▶ Given data:
-- Begin --
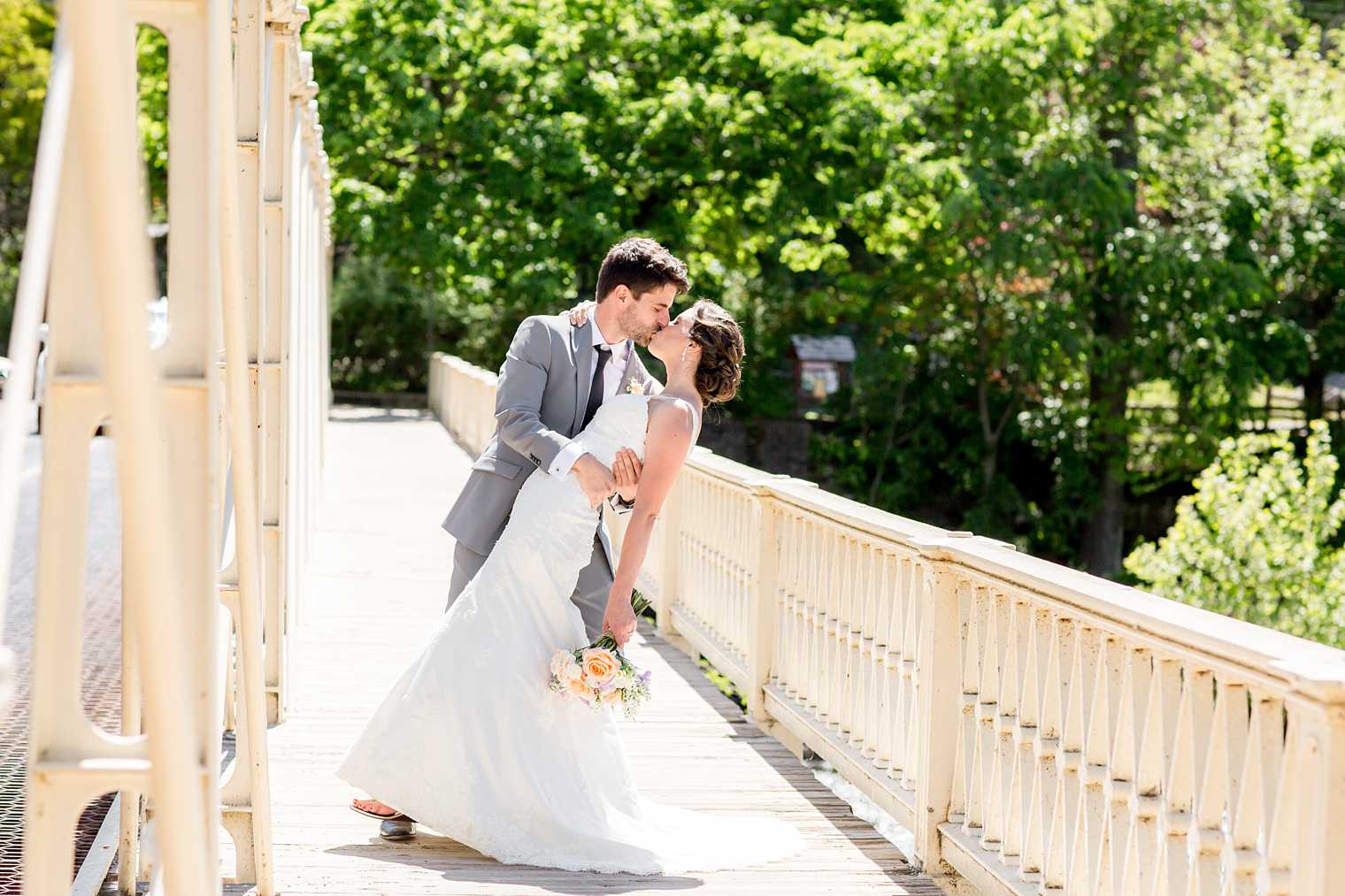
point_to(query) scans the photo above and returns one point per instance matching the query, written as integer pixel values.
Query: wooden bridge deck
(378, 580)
-- End --
-- Begin --
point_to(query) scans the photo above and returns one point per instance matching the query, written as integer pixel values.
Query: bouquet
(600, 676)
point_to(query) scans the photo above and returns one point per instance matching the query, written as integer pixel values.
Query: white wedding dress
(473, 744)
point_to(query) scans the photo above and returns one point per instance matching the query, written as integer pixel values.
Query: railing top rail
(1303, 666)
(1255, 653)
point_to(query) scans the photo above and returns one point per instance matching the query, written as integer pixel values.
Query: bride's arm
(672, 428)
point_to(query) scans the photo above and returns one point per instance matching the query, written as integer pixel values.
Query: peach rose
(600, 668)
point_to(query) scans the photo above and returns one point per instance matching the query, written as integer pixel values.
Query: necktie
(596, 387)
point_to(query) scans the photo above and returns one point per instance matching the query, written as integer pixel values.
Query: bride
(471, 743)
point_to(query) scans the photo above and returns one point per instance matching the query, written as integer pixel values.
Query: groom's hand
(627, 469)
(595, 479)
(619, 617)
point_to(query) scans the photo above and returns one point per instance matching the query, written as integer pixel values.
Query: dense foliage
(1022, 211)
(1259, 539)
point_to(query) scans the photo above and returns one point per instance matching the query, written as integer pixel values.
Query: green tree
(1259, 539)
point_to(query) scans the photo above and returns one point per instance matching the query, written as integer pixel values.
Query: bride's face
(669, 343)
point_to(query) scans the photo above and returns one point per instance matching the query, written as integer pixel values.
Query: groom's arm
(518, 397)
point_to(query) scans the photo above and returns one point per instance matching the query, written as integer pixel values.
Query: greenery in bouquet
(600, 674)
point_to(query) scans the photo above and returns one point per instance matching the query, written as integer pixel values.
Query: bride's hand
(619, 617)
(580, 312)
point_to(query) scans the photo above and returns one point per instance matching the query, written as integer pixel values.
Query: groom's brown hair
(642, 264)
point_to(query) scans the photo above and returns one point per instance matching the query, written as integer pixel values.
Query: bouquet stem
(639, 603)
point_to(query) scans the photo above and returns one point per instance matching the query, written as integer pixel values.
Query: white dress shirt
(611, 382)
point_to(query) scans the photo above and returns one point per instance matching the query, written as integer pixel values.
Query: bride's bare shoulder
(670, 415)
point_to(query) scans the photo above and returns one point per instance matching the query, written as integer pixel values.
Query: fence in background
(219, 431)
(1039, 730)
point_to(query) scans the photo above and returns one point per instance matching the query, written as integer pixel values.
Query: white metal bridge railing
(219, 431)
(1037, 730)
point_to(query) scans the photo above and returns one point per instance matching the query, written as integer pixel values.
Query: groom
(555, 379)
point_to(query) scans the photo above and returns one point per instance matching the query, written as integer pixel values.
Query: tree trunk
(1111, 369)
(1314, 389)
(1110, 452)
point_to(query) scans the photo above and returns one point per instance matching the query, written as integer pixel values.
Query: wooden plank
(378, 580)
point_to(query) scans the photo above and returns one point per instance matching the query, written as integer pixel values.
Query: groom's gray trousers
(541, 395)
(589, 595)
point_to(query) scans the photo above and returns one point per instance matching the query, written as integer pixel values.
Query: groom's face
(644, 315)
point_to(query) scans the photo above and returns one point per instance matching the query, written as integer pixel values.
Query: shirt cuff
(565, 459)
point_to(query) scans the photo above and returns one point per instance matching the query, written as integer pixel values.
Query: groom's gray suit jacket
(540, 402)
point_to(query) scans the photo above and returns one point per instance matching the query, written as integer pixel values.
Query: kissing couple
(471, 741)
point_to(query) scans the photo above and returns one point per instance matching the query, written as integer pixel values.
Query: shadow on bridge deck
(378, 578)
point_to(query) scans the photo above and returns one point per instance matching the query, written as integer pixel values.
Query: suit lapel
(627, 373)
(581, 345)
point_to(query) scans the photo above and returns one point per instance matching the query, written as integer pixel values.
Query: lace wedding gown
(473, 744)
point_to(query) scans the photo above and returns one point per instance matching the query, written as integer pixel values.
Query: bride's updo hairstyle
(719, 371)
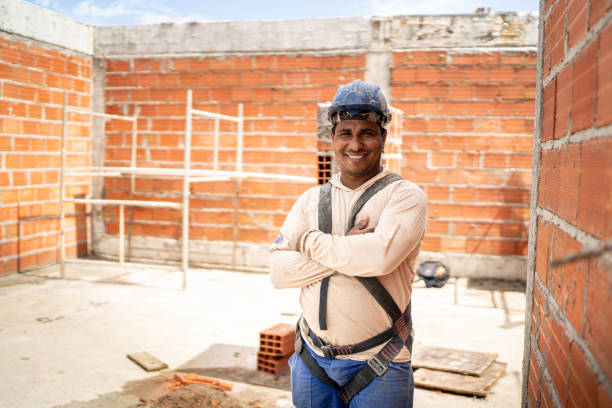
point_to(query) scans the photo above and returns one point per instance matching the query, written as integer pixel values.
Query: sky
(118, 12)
-- End --
▶ Task to complete:
Which lines of the records above contain the string "face"? Copy each of them in full, treating uppercase and lowercase as different.

▶ Reply to the exercise:
Query: bride's face
Query: groom's face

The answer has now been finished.